[Exercise objective]: Update the rows that begin at the start of the rows and stop after the line that contains "107L1021 2L0 24L5", replacing "rough mask" with "coarse mask" and leaving everything else unchanged. Give only those lines, without the pictures.

Stored items:
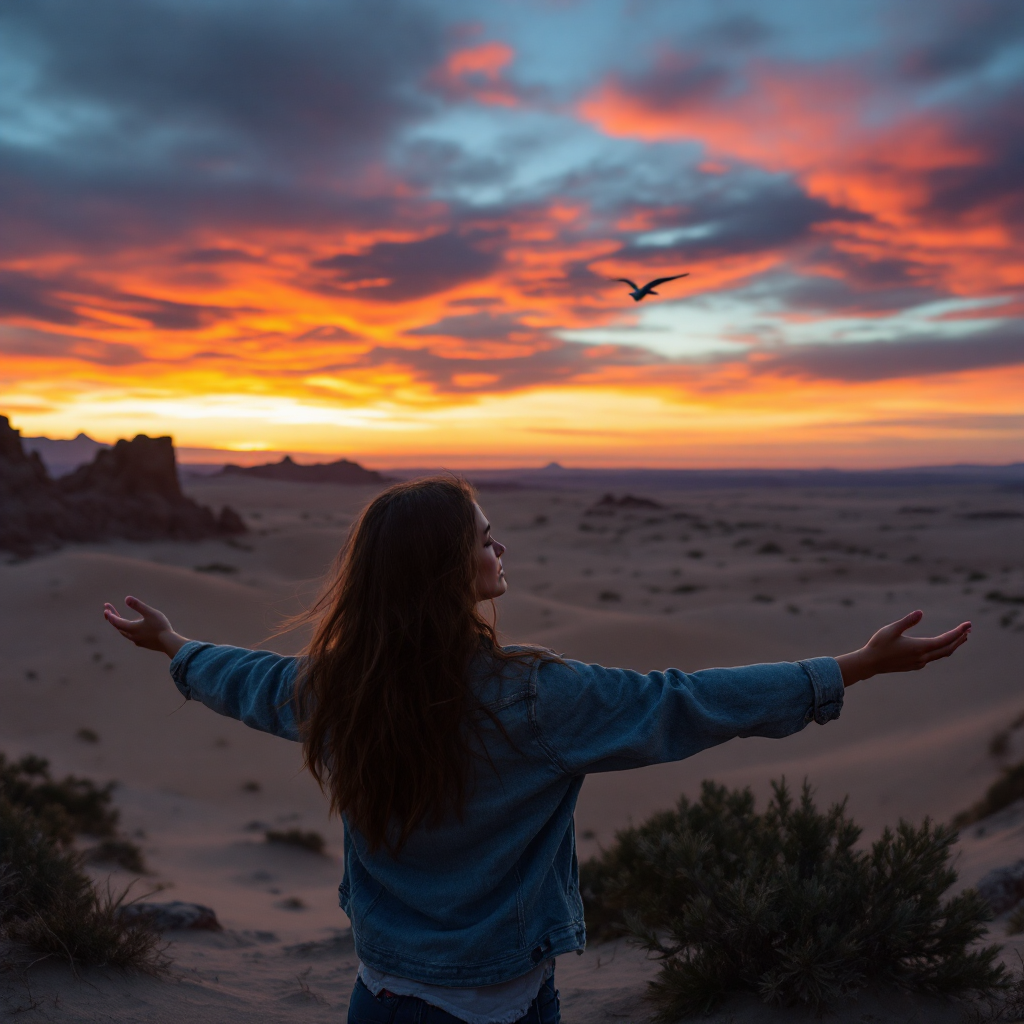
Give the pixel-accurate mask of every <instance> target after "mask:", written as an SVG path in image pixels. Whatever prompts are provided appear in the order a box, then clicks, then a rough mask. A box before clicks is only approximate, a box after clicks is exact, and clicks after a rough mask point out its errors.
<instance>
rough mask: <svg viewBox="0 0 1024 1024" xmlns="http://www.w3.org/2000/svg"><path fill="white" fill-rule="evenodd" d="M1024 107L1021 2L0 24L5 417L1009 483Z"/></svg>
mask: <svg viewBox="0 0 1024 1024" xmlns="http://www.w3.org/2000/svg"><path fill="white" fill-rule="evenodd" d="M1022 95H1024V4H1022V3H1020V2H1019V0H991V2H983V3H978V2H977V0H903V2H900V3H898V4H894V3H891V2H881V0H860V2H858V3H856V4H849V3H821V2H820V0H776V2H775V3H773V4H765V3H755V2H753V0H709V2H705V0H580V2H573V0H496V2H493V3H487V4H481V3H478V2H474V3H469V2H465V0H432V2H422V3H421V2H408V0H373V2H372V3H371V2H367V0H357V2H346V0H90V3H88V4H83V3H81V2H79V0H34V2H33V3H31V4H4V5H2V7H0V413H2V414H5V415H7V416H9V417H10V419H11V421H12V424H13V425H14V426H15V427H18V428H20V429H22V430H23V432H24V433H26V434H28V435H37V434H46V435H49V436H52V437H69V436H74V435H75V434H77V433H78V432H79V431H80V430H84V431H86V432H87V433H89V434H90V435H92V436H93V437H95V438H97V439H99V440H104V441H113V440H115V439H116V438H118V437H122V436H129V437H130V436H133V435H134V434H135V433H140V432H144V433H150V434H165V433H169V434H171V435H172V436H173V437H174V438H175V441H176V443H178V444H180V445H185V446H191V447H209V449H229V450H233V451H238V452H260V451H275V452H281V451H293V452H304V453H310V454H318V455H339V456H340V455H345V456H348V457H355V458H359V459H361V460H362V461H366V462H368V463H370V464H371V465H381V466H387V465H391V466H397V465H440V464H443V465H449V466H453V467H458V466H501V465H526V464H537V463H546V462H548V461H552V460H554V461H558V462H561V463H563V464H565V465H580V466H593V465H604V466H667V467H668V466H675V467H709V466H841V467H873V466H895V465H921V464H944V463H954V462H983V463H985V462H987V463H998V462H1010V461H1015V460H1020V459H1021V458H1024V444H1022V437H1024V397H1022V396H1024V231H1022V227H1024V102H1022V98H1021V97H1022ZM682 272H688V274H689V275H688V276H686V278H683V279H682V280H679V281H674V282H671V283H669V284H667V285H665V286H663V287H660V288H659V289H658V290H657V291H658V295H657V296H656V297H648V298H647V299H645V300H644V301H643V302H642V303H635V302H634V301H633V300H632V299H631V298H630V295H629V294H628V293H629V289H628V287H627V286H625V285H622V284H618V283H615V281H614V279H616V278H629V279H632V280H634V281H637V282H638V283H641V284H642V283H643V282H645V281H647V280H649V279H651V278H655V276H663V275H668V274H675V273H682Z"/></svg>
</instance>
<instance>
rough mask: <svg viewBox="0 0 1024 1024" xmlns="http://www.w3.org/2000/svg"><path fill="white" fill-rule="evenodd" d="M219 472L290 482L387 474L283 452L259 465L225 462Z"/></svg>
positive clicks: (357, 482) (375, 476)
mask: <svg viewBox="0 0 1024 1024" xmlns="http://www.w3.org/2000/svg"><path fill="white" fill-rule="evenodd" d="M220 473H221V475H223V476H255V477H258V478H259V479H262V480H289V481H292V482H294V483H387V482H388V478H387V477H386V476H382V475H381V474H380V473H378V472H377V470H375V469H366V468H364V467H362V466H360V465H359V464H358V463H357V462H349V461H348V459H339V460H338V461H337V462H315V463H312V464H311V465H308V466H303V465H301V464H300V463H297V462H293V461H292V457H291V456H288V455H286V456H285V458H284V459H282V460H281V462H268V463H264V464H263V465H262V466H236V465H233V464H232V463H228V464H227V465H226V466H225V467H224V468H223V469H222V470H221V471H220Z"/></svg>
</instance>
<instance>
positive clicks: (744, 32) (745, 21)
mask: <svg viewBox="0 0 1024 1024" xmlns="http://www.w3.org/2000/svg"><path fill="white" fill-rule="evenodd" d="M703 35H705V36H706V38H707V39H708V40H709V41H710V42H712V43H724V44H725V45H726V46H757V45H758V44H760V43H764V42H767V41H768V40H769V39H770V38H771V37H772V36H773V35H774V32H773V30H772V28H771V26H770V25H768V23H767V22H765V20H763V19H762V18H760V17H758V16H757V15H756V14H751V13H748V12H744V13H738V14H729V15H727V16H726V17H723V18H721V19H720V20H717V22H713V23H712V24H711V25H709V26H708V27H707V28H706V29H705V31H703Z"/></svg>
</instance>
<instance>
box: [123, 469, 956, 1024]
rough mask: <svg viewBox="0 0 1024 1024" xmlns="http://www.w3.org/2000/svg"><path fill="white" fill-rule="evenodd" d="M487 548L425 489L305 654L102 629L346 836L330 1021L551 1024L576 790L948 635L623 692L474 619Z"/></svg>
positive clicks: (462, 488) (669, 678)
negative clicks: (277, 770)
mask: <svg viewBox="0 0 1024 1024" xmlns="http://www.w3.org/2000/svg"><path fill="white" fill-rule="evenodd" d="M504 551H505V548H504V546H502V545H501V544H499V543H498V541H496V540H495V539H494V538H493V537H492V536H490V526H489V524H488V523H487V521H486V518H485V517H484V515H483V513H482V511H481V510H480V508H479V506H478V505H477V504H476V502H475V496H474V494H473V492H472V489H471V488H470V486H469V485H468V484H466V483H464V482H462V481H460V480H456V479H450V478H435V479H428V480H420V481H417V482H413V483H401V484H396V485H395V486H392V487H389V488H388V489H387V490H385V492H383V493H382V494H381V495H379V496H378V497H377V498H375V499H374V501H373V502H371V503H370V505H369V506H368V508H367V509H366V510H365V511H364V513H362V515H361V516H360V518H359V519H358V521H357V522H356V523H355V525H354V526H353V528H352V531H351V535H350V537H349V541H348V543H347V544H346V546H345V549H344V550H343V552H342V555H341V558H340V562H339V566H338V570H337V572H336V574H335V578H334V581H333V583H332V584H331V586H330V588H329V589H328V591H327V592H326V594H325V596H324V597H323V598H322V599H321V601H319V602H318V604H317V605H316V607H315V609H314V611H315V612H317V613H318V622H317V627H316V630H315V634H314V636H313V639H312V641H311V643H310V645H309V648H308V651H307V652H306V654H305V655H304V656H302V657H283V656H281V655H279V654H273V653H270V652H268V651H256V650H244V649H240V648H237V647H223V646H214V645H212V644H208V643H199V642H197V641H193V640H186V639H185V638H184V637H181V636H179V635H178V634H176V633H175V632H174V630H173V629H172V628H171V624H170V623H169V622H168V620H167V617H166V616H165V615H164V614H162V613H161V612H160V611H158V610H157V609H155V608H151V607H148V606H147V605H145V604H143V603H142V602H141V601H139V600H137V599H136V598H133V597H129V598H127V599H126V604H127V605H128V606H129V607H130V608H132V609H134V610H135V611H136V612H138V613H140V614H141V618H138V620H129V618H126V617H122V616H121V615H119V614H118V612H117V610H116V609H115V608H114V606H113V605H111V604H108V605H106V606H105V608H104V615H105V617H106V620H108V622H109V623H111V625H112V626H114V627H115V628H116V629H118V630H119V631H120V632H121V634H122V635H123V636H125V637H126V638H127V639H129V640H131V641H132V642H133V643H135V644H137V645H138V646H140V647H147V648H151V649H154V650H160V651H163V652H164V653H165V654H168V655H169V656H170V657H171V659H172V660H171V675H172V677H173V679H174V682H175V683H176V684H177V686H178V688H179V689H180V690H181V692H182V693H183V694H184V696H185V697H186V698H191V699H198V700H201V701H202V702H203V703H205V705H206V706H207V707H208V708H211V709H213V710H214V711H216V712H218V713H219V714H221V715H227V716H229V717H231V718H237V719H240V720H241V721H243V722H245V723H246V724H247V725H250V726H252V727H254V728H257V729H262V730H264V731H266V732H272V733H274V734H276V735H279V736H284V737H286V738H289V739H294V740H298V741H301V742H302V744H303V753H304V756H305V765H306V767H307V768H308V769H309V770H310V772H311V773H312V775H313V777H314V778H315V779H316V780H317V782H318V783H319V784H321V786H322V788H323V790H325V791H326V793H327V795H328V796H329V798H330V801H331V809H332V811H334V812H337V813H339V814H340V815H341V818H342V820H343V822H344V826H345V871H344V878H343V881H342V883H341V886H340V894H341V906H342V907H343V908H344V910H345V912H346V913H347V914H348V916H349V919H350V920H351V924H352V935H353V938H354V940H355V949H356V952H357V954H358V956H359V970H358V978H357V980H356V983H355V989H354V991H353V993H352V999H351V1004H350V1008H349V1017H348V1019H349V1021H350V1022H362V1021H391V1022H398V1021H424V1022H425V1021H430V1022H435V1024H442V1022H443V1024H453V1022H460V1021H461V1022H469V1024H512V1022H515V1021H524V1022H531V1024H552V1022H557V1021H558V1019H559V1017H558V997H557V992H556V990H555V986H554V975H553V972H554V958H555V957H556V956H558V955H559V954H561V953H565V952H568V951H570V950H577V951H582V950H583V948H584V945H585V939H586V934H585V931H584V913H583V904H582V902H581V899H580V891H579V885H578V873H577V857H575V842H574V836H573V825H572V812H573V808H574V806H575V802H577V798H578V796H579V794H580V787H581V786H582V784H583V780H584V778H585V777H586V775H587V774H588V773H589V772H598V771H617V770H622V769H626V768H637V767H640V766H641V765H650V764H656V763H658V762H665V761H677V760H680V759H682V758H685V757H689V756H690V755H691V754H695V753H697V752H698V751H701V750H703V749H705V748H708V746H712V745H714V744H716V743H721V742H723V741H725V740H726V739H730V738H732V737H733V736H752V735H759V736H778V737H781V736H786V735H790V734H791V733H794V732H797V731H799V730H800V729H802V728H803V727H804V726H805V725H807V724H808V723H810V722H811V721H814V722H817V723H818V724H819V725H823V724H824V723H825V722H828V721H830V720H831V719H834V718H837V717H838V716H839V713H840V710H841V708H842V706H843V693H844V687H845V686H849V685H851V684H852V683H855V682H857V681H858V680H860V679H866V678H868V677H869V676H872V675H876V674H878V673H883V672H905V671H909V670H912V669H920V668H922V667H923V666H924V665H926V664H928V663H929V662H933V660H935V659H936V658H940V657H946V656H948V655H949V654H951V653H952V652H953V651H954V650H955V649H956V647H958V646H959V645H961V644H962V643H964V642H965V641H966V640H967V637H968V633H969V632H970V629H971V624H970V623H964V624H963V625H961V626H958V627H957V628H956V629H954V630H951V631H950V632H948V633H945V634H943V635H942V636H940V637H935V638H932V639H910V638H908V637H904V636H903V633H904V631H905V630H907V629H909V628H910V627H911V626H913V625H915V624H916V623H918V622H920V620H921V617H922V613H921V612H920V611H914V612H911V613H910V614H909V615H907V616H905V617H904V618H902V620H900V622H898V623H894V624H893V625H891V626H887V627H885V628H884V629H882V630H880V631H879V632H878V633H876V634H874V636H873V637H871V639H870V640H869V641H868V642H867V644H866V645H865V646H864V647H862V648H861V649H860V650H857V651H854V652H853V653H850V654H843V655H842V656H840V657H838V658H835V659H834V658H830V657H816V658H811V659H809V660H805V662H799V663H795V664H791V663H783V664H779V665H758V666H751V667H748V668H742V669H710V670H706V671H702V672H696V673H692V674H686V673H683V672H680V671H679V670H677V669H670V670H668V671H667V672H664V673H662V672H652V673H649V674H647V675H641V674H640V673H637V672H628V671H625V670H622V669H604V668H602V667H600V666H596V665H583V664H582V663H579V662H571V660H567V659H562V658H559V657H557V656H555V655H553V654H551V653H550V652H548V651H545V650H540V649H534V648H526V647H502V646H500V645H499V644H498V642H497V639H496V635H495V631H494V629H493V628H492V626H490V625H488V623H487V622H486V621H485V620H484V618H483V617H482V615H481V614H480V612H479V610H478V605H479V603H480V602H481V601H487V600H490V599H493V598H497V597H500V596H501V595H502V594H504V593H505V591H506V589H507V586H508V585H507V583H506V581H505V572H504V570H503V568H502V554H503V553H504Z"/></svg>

[Solution to the exercise]:
Give the pixel-accurate mask of every <instance> target after "mask:", written as an SVG path in image pixels. Whatever prompts are provided appear in the order a box, then clicks, then a coarse mask. A box before clicks is only approximate, a box after clicks is exact, and clicks after a coarse mask point out its errors.
<instance>
coarse mask: <svg viewBox="0 0 1024 1024" xmlns="http://www.w3.org/2000/svg"><path fill="white" fill-rule="evenodd" d="M1024 107L1021 2L0 24L5 417L1009 483Z"/></svg>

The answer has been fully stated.